#### Work item:
Below are several entries. Transcribe exactly those lines that fall from the one with "like point(197, 47)" through the one with "like point(7, 61)", end lines included.

::: Information shown :::

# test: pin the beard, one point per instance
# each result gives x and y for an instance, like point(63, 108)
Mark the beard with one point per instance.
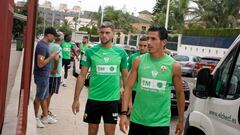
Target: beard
point(105, 42)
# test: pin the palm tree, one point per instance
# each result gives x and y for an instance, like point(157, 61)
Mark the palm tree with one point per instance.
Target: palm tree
point(217, 13)
point(178, 9)
point(65, 27)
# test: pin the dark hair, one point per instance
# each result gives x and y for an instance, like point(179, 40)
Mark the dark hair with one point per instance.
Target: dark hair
point(143, 38)
point(163, 33)
point(50, 30)
point(85, 37)
point(107, 24)
point(66, 36)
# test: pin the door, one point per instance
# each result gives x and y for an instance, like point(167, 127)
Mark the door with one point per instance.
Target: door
point(223, 107)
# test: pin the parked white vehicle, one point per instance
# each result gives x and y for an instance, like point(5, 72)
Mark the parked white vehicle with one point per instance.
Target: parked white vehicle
point(216, 109)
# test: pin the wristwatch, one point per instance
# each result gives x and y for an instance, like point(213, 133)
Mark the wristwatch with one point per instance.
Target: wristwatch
point(124, 113)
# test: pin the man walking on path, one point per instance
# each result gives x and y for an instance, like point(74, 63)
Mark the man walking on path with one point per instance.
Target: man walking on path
point(67, 47)
point(106, 61)
point(56, 70)
point(155, 72)
point(143, 48)
point(41, 75)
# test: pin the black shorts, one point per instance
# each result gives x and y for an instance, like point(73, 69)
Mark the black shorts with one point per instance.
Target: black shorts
point(137, 129)
point(133, 96)
point(66, 63)
point(54, 84)
point(96, 109)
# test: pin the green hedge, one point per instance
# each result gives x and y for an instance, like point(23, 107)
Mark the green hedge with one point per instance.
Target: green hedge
point(212, 32)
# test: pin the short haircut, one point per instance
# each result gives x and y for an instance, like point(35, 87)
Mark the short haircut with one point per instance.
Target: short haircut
point(163, 34)
point(67, 36)
point(143, 38)
point(85, 37)
point(50, 30)
point(107, 24)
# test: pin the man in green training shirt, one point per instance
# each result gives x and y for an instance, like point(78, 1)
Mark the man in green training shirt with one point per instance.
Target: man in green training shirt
point(155, 72)
point(106, 62)
point(83, 46)
point(142, 46)
point(67, 46)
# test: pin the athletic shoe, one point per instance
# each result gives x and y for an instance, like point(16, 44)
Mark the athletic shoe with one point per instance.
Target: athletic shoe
point(52, 115)
point(64, 84)
point(39, 123)
point(48, 120)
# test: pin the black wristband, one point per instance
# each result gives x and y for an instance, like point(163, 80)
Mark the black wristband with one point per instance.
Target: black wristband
point(123, 113)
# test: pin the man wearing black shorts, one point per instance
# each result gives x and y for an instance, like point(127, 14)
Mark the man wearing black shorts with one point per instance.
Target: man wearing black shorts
point(106, 62)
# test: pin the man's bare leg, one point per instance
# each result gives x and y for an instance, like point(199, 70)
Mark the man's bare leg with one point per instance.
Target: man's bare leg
point(109, 129)
point(93, 129)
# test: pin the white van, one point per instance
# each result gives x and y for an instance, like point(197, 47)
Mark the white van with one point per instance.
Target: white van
point(216, 109)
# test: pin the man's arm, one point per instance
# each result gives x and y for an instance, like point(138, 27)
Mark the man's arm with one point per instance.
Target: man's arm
point(41, 61)
point(177, 81)
point(127, 94)
point(124, 73)
point(78, 88)
point(55, 66)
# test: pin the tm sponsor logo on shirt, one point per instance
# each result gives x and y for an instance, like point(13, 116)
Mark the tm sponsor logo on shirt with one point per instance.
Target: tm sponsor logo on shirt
point(106, 69)
point(153, 85)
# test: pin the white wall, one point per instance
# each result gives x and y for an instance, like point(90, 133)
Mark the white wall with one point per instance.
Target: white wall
point(199, 50)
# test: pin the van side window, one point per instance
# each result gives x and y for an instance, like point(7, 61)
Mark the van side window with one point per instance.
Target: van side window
point(234, 86)
point(223, 76)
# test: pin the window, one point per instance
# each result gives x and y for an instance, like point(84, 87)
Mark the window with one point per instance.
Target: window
point(144, 28)
point(234, 86)
point(223, 75)
point(228, 77)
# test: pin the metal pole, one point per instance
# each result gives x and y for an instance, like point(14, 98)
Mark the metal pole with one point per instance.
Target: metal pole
point(167, 15)
point(53, 17)
point(102, 12)
point(44, 21)
point(79, 13)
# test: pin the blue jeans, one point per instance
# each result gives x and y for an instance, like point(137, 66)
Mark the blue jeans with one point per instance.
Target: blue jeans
point(42, 84)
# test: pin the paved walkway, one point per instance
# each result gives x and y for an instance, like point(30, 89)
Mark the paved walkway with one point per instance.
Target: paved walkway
point(68, 123)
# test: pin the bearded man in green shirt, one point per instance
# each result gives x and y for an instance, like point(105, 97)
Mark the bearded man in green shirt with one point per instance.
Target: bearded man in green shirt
point(106, 61)
point(155, 72)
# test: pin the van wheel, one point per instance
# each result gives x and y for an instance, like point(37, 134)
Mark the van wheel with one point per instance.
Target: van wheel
point(194, 131)
point(194, 74)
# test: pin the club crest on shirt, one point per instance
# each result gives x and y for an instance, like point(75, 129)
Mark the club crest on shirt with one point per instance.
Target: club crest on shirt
point(154, 73)
point(106, 59)
point(163, 68)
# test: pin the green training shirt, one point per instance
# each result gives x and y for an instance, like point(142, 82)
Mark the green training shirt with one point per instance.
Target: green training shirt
point(55, 47)
point(83, 47)
point(152, 105)
point(130, 63)
point(66, 49)
point(105, 64)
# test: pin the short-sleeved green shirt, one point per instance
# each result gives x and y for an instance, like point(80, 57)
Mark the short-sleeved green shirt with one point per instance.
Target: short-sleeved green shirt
point(105, 64)
point(83, 47)
point(130, 63)
point(66, 49)
point(152, 104)
point(55, 47)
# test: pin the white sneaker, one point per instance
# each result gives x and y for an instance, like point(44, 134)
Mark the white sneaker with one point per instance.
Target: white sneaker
point(39, 123)
point(64, 84)
point(48, 120)
point(52, 115)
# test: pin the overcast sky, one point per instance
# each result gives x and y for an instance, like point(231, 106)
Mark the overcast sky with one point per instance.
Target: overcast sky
point(92, 5)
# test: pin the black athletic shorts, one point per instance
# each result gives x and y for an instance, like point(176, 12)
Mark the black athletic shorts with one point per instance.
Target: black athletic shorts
point(66, 63)
point(54, 84)
point(137, 129)
point(133, 96)
point(96, 109)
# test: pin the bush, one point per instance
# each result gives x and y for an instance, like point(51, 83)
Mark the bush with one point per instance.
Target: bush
point(212, 32)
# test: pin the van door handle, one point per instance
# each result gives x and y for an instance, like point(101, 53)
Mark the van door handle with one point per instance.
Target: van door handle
point(239, 115)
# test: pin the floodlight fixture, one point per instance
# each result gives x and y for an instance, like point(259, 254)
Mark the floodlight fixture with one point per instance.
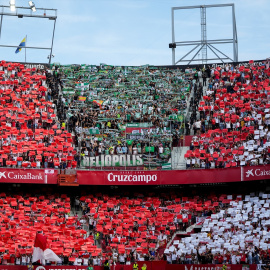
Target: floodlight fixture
point(32, 6)
point(12, 5)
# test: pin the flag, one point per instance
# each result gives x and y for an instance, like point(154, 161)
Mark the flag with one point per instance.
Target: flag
point(98, 102)
point(22, 44)
point(41, 252)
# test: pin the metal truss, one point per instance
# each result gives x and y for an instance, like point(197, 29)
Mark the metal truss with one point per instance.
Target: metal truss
point(204, 44)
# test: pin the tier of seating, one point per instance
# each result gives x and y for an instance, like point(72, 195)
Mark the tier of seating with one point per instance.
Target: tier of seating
point(233, 129)
point(24, 216)
point(237, 233)
point(124, 110)
point(31, 137)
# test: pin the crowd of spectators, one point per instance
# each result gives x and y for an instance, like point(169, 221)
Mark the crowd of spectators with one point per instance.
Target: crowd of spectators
point(232, 127)
point(31, 136)
point(139, 227)
point(101, 103)
point(237, 234)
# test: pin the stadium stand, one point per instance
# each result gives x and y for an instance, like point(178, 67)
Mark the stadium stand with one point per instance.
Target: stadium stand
point(124, 110)
point(30, 134)
point(232, 128)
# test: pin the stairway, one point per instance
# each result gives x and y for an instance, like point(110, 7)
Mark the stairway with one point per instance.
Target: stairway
point(178, 158)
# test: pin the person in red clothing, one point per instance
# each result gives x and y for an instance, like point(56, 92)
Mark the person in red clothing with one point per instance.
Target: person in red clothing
point(220, 258)
point(243, 258)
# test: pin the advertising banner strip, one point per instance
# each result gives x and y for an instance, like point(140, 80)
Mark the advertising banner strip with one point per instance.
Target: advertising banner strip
point(139, 177)
point(151, 265)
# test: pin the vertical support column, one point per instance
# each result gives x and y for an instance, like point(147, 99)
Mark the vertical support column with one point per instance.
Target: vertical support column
point(173, 39)
point(203, 34)
point(235, 43)
point(1, 25)
point(50, 58)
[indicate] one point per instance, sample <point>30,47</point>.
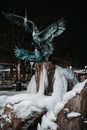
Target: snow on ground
<point>27,103</point>
<point>73,114</point>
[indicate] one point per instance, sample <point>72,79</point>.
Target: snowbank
<point>25,104</point>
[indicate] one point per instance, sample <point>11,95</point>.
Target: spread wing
<point>24,54</point>
<point>53,30</point>
<point>19,20</point>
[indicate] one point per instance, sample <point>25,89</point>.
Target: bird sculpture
<point>42,40</point>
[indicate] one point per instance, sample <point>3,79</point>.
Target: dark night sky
<point>45,12</point>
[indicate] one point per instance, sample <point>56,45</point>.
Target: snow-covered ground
<point>31,101</point>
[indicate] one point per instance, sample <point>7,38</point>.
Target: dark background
<point>69,48</point>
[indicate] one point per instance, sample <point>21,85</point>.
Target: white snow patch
<point>27,103</point>
<point>73,114</point>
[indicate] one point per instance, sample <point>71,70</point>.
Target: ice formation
<point>32,101</point>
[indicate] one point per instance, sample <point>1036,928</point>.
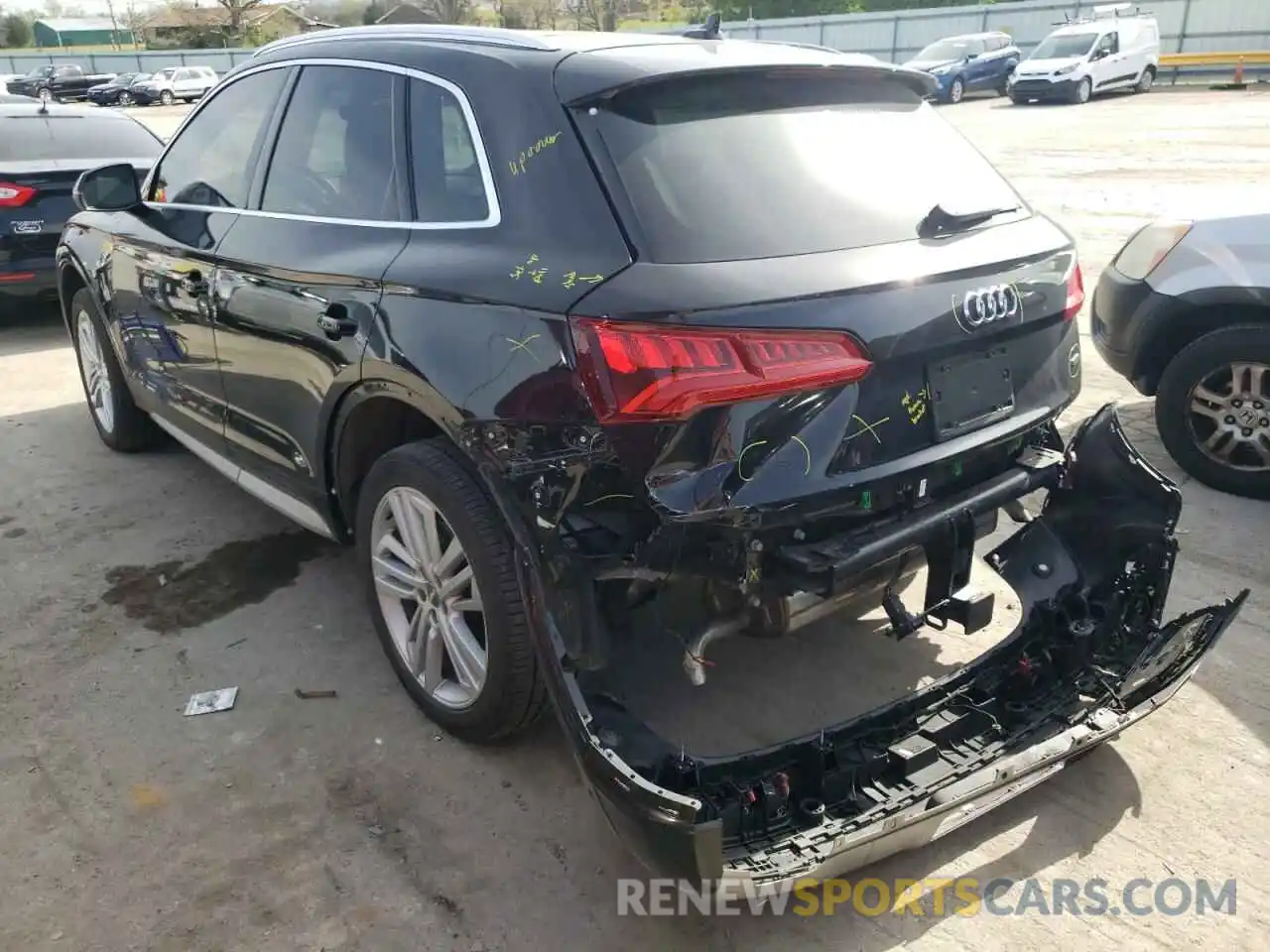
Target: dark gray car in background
<point>1184,313</point>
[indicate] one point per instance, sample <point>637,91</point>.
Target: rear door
<point>299,282</point>
<point>964,331</point>
<point>41,158</point>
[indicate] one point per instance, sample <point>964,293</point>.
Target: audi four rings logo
<point>988,304</point>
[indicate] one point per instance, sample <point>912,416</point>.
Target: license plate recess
<point>968,393</point>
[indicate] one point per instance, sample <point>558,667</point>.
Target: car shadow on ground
<point>317,811</point>
<point>30,329</point>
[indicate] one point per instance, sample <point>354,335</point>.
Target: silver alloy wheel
<point>429,597</point>
<point>1228,414</point>
<point>93,368</point>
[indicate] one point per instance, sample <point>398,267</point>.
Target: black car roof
<point>33,107</point>
<point>589,61</point>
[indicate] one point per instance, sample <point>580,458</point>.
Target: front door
<point>1109,63</point>
<point>163,261</point>
<point>299,282</point>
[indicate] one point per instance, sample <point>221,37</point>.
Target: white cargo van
<point>1115,49</point>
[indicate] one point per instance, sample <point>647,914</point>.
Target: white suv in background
<point>168,85</point>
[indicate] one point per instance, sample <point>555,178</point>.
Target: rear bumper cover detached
<point>1089,657</point>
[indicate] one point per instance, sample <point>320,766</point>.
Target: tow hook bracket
<point>970,608</point>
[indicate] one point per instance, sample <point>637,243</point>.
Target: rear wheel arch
<point>1184,329</point>
<point>372,419</point>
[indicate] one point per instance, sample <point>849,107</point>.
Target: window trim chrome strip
<point>495,209</point>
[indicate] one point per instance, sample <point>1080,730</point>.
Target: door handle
<point>193,285</point>
<point>335,322</point>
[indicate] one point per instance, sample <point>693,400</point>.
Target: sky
<point>89,8</point>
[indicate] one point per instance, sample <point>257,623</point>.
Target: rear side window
<point>335,155</point>
<point>212,158</point>
<point>39,137</point>
<point>779,163</point>
<point>448,181</point>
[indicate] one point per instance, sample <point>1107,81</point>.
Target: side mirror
<point>111,188</point>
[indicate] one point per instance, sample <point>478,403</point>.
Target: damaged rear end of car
<point>826,371</point>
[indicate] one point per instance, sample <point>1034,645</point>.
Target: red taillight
<point>1075,294</point>
<point>654,372</point>
<point>13,195</point>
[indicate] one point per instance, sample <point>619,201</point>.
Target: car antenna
<point>710,31</point>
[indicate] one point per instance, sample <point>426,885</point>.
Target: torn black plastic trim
<point>1088,658</point>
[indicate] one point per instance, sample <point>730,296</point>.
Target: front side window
<point>336,150</point>
<point>212,158</point>
<point>1065,48</point>
<point>781,163</point>
<point>448,182</point>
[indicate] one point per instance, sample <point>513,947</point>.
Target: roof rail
<point>484,36</point>
<point>710,31</point>
<point>1101,14</point>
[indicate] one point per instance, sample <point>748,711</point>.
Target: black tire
<point>132,430</point>
<point>513,694</point>
<point>1194,365</point>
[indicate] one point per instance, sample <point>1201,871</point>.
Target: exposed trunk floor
<point>765,690</point>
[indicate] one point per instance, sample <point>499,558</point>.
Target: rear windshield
<point>33,137</point>
<point>769,164</point>
<point>1065,46</point>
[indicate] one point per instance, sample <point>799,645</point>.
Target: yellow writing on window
<point>517,166</point>
<point>532,270</point>
<point>526,270</point>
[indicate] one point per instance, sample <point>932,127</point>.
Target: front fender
<point>68,258</point>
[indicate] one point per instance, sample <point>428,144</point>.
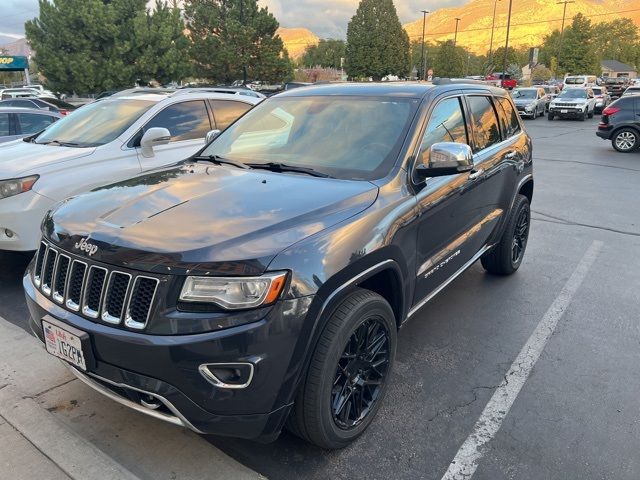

:::

#### Solution:
# each result gives x and y for an instance, like point(197, 47)
Mark the white van with one point per instance.
Target: white van
point(216, 109)
# test: pin the man's arm, one point per instance
# each result gives x and y for an instance, like point(138, 27)
Mark the man's arm with one point per instance.
Target: man's arm
point(41, 61)
point(177, 81)
point(127, 94)
point(124, 73)
point(78, 88)
point(55, 66)
# test: pin the tm sponsor logo on shirt, one point per instance
# each result gives x and y for an instance, like point(13, 116)
Mark the tm sponsor logo on shirt with one point per instance.
Target: tm sponsor logo on shirt
point(106, 69)
point(153, 85)
# test: pin the white wall, one point per instance
# each result gives x and y for an instance, like point(90, 133)
Mark the white wall with one point per instance.
Target: white wall
point(199, 50)
# test: pin the van side window, one point per instance
# each result gives x and y for an instance, like point(7, 61)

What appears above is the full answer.